> [SOURCE EXCERPT]:
Asset Bubbles and Financial Manias
Bubbles are one of the stranger and most controversial subjects in all of economics and finance. Like many topics related to money, these phenomena ultimately boil down to human psychology. Find out what defines an asset "bubble" in this episode with some notable examples throughout history.
This is Breaking The Dollar the podcast that dismantles some of the biggest misconceptions about money. Presented by Gainesville Coins.
Hello and welcome back to Breaking The Dollar. I'm your host Everett Millman and on today's episode we will be discussing asset bubbles, how they happen, what are they, where they come from, and some of the signs you can look for to pick up on whether or not we are in a bubble in any particular market
I think that's kind of the main point of why bubbles are such a big deal.
Nobody sees it while it's happening. It's only after there's a crash that anybody realizes, oh, it looks like we were in a bubble.
So let me begin with a story about how this happened.
It really begins with one or two very big systemically important banks entering a time of financial distress, a time of trouble, and it really leads to a domino effect where when one big bank is in trouble, all of the other banks down the line are now caught in the same situation.
Because they're all interconnected.

> [WRITTEN TASK A]:
Switch "human psychology" to "investor behavior" in the asset bubbles podcast text and write that part out again. Begin at the words "Asset Bubbles and" and stop after "examples throughout history.".
> [WRITTEN TASK B]:
In the asset bubbles podcast text, who presents Breaking The Dollar?

(Data entries)
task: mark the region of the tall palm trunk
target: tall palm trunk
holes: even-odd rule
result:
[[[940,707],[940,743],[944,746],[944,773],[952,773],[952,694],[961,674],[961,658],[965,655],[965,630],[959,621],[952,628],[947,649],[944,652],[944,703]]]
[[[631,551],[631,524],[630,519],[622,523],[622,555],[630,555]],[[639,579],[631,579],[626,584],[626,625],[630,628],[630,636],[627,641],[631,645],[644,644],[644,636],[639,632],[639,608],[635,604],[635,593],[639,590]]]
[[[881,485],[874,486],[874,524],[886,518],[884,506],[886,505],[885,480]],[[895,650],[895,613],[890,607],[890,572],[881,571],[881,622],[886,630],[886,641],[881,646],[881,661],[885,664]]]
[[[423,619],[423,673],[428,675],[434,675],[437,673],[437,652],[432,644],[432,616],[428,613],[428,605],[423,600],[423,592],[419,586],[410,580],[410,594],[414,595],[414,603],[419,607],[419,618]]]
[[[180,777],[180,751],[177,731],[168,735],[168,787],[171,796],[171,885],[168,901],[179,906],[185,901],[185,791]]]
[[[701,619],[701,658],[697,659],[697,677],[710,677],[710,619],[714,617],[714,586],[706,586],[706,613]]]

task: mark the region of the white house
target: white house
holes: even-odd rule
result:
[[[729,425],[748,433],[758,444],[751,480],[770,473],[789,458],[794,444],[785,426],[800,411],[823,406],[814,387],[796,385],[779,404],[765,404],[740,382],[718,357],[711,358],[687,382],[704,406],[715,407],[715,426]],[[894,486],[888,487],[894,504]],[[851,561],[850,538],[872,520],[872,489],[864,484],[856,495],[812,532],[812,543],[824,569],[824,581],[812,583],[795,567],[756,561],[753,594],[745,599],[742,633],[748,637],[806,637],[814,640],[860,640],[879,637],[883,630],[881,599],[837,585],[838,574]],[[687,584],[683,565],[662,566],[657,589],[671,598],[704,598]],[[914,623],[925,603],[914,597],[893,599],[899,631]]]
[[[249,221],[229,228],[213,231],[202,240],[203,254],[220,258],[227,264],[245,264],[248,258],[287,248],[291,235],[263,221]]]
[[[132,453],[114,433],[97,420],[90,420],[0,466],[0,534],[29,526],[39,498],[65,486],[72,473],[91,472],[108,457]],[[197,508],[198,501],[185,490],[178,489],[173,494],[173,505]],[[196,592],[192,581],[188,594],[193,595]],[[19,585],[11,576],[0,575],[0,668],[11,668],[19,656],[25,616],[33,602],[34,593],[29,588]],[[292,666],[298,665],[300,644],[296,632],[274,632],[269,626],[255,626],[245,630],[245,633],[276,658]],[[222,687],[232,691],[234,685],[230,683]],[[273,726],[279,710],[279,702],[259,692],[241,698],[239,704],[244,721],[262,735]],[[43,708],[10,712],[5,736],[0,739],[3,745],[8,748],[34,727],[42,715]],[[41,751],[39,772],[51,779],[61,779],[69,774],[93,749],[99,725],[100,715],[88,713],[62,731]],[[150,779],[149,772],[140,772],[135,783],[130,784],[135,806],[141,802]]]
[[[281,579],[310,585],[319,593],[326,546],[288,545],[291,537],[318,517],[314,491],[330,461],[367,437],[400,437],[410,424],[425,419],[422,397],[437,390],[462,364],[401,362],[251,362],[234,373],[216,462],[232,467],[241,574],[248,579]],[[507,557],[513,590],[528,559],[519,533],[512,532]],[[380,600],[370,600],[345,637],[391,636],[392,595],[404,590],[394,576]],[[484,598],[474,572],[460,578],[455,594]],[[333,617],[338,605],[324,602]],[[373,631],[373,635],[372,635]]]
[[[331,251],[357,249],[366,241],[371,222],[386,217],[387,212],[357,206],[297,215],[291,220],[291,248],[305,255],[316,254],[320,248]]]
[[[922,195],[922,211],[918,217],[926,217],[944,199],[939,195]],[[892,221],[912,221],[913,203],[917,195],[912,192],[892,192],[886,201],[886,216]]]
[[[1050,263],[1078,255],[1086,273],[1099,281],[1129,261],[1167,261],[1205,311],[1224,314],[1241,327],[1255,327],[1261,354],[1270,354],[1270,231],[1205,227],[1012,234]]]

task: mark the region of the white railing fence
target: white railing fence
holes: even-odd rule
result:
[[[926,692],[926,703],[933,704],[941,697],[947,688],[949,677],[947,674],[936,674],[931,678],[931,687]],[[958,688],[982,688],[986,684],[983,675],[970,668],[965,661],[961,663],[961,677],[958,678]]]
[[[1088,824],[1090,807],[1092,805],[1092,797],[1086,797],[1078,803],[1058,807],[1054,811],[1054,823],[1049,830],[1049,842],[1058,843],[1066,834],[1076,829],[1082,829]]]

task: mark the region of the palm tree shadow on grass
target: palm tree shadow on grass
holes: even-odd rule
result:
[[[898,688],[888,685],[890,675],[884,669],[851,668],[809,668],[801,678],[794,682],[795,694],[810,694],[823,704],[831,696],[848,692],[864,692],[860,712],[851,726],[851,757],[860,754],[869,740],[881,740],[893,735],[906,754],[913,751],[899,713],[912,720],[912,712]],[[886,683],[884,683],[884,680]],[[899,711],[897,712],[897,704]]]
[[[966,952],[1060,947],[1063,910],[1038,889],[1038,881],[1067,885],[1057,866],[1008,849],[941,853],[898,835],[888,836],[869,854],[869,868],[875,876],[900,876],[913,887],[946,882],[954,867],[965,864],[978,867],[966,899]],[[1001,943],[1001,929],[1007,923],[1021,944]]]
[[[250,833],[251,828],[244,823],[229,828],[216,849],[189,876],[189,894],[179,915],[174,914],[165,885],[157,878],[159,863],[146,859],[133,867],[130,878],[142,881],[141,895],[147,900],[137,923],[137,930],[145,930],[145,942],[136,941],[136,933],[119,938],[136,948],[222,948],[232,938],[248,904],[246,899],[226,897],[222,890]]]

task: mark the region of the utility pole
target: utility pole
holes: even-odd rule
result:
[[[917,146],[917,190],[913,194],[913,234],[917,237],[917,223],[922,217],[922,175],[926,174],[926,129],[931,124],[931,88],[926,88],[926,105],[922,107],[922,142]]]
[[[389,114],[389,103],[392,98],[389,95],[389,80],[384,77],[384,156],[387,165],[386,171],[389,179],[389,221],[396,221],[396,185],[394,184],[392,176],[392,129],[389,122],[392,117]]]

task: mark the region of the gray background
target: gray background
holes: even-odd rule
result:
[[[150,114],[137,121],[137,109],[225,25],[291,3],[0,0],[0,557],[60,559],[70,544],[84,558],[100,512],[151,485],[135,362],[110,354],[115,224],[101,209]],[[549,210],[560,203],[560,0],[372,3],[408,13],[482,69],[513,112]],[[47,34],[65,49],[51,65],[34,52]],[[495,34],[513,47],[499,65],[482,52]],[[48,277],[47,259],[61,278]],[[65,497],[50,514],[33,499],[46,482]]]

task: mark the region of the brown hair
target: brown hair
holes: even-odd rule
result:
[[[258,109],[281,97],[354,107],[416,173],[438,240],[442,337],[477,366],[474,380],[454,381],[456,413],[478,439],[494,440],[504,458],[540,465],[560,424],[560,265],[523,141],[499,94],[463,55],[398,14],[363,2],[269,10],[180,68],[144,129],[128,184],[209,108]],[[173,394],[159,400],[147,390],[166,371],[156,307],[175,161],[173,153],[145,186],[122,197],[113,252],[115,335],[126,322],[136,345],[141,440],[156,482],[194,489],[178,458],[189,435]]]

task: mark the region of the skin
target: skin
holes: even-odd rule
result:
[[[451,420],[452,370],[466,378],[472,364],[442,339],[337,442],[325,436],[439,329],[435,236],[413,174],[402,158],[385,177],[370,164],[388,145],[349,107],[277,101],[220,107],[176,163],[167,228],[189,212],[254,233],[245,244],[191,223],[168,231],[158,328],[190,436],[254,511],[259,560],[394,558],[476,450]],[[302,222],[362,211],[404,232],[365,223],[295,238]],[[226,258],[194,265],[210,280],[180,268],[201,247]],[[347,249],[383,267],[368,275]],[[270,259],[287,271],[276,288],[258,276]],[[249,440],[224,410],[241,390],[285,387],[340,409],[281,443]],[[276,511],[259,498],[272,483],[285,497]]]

> [WORKED SOLUTION A]:
Asset Bubbles and Financial Manias
Bubbles are one of the stranger and most controversial subjects in all of economics and finance. Like many topics related to money, these phenomena ultimately boil down to investor behavior. Find out what defines an asset "bubble" in this episode with some notable examples throughout history.

> [WORKED SOLUTION B]:
Gainesville Coins